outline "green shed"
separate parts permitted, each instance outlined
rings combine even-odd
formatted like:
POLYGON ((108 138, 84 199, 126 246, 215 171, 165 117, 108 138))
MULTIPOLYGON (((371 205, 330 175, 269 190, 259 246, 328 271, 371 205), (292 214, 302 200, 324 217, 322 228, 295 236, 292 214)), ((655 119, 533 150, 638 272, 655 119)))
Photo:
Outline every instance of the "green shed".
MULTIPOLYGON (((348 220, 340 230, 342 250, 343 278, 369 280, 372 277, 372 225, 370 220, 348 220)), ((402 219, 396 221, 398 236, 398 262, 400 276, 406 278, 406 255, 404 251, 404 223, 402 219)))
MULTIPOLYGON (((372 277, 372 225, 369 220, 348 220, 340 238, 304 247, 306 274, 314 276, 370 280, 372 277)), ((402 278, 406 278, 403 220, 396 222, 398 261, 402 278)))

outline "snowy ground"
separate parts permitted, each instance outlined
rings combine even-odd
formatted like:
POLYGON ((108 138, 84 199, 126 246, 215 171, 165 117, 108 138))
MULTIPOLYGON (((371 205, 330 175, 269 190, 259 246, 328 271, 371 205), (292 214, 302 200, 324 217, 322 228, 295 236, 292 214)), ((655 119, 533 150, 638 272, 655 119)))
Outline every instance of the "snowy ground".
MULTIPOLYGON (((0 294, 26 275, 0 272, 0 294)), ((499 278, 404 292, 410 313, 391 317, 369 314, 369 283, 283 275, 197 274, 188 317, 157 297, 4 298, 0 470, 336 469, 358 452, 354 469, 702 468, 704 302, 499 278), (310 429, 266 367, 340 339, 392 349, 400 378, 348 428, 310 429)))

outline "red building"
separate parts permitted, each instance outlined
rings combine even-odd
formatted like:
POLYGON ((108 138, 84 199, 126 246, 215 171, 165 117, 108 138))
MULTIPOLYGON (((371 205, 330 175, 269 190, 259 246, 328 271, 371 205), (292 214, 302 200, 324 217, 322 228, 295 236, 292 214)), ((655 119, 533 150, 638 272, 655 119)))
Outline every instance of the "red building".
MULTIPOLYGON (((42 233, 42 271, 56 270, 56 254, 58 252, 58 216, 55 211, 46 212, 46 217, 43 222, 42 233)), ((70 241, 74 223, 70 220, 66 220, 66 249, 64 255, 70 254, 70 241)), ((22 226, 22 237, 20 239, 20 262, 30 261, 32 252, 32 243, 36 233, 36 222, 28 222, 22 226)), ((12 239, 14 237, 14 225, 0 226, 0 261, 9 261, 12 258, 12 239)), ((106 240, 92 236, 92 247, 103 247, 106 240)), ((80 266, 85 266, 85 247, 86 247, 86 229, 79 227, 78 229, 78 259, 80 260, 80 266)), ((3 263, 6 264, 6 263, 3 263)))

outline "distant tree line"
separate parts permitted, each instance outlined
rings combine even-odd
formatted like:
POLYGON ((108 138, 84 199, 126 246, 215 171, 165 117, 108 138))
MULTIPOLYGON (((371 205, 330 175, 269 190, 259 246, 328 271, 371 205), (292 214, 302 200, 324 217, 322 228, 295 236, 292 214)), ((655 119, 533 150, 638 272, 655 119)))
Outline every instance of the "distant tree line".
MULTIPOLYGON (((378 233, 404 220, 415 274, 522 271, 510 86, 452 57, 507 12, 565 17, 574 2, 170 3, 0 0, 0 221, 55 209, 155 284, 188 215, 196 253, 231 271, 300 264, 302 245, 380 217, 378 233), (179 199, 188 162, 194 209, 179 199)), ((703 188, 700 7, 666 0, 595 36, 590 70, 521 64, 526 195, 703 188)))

> Do this:
Rewrite the records above with every "separate parts permitted" changed to "disjoint parts allowed", leaving everything else unchanged.

> Task response:
outline "green shed"
disjoint parts allowed, each instance outlined
rings combine even-odd
formatted like:
POLYGON ((108 138, 84 199, 126 246, 215 171, 165 117, 108 138))
MULTIPOLYGON (((371 205, 330 175, 269 190, 259 246, 328 271, 371 205), (292 214, 302 200, 324 217, 322 228, 295 236, 292 214)), ((655 119, 533 150, 638 272, 655 119)))
Photo:
Outline every instance of the "green shed".
MULTIPOLYGON (((348 220, 340 230, 342 250, 343 278, 369 280, 372 277, 372 225, 370 220, 348 220)), ((402 219, 396 221, 398 236, 398 262, 400 276, 406 278, 406 255, 404 251, 404 223, 402 219)))
MULTIPOLYGON (((372 277, 372 225, 369 220, 348 220, 340 238, 304 247, 306 274, 314 276, 370 280, 372 277)), ((402 278, 406 278, 403 220, 396 222, 398 261, 402 278)))

outline "snowy ground"
disjoint parts allowed, each instance outlined
rings combine even-odd
formatted like:
POLYGON ((108 138, 84 199, 126 246, 215 171, 165 117, 108 138))
MULTIPOLYGON (((371 205, 330 175, 269 190, 259 246, 328 271, 371 205), (292 214, 302 200, 324 217, 322 228, 295 236, 292 214)), ((655 119, 533 150, 638 272, 655 119)))
Outline every instance of the "snowy ground".
MULTIPOLYGON (((0 294, 26 275, 0 272, 0 294)), ((499 278, 404 292, 410 313, 391 317, 369 314, 369 283, 283 275, 197 274, 188 317, 157 297, 4 298, 0 470, 336 469, 358 452, 354 469, 702 468, 704 302, 499 278), (310 429, 266 367, 340 339, 392 349, 400 378, 348 428, 310 429)))

outline "red building"
disjoint parts allowed, each instance outlined
rings combine even-odd
formatted like:
POLYGON ((108 138, 84 199, 126 246, 215 171, 165 117, 108 138))
MULTIPOLYGON (((371 205, 330 175, 269 190, 259 246, 328 271, 371 205), (292 214, 302 200, 324 217, 322 228, 295 236, 292 214)), ((655 119, 533 150, 638 272, 655 119)))
Outline every instance of the "red building".
MULTIPOLYGON (((42 233, 42 271, 56 270, 56 254, 58 252, 58 216, 55 211, 46 212, 46 217, 43 222, 42 233)), ((70 241, 74 223, 70 220, 66 220, 66 249, 64 255, 70 254, 70 241)), ((22 226, 22 237, 20 239, 20 262, 30 261, 32 252, 32 243, 36 233, 36 222, 28 222, 22 226)), ((12 239, 14 237, 14 225, 0 226, 0 261, 9 261, 12 258, 12 239)), ((106 240, 92 236, 92 247, 103 247, 106 240)), ((80 266, 85 266, 85 247, 86 247, 86 229, 79 227, 78 229, 78 259, 80 260, 80 266)), ((3 263, 6 264, 6 263, 3 263)))

outline "distant tree line"
disjoint parts allowed, each instance outlined
rings combine even-odd
formatted like:
POLYGON ((108 138, 84 199, 126 246, 215 171, 165 117, 108 138))
MULTIPOLYGON (((371 205, 330 175, 269 190, 259 246, 328 271, 371 205), (292 214, 302 200, 324 217, 322 228, 295 236, 292 214)), ((655 119, 533 150, 638 272, 655 119)))
Outline every instance of the "distant tree line".
MULTIPOLYGON (((378 233, 404 220, 415 274, 522 271, 510 86, 452 57, 507 12, 565 17, 574 2, 170 3, 0 0, 0 221, 55 209, 155 284, 188 215, 196 253, 231 271, 300 264, 302 245, 380 217, 378 233), (179 199, 188 162, 194 209, 179 199)), ((703 188, 700 7, 666 0, 595 36, 590 70, 521 64, 526 195, 703 188)))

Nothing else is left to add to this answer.